**Entries**
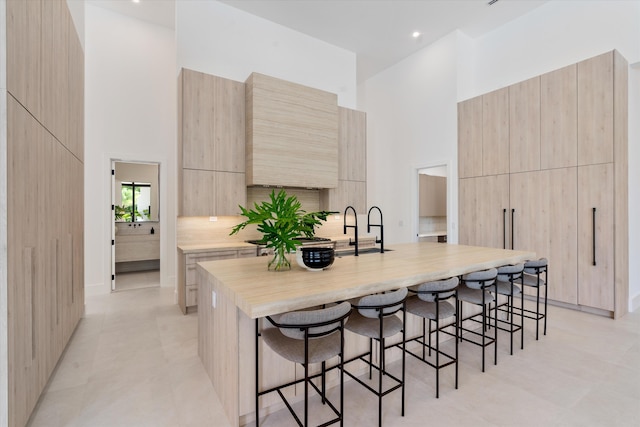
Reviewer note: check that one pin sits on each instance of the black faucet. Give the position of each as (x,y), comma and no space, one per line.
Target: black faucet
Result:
(351,226)
(369,225)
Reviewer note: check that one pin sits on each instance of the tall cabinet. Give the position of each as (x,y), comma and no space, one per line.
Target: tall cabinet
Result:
(561,187)
(211,145)
(43,116)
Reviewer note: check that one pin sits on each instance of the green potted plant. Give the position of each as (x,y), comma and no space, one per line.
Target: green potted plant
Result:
(281,220)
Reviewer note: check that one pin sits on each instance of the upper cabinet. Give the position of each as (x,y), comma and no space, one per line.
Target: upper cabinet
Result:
(211,145)
(595,109)
(559,118)
(291,134)
(352,164)
(495,132)
(524,126)
(470,138)
(212,122)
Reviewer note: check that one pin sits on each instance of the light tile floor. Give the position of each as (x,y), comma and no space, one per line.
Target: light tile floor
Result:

**Required work**
Rewrite every line of the items above as a JSON list of strings, one string per line, with blank lines omitted. Leave out the pictures.

**Exercise output**
[
  "Reviewer note: check that one pin sits on each instance of the black faucet. Give the position of each as (x,y), comma and no space, one per line.",
  "Target: black faucet",
  "Result:",
  "(351,226)",
  "(369,225)",
  "Reviewer note: check that one pin sits on each instance of the tall cabinet. Give the position of each as (x,y), comma and no space, one per line.",
  "Target: tall cabinet",
  "Result:",
  "(561,187)",
  "(211,145)",
  "(43,116)",
  "Reviewer note: check that one pin sits on each instance of the green potted plant. Give the position of each as (x,y), comma and no space, one per line.",
  "Target: green potted plant",
  "Result:",
  "(281,220)",
  "Reviewer note: check that one pin sits on each instance of the upper cabinet. Give the position of each as (x,y), comma and no space, one per line.",
  "Target: upper cabinet",
  "Result:",
  "(211,145)",
  "(595,109)",
  "(559,118)",
  "(291,134)",
  "(352,164)",
  "(495,132)",
  "(524,126)",
  "(470,138)",
  "(212,122)",
  "Reviewer note: check that one pin sits on each instance of the light tile floor. Give the position of each as (x,y), comma and no space, one per line.",
  "Target: light tile floor",
  "Result:"
]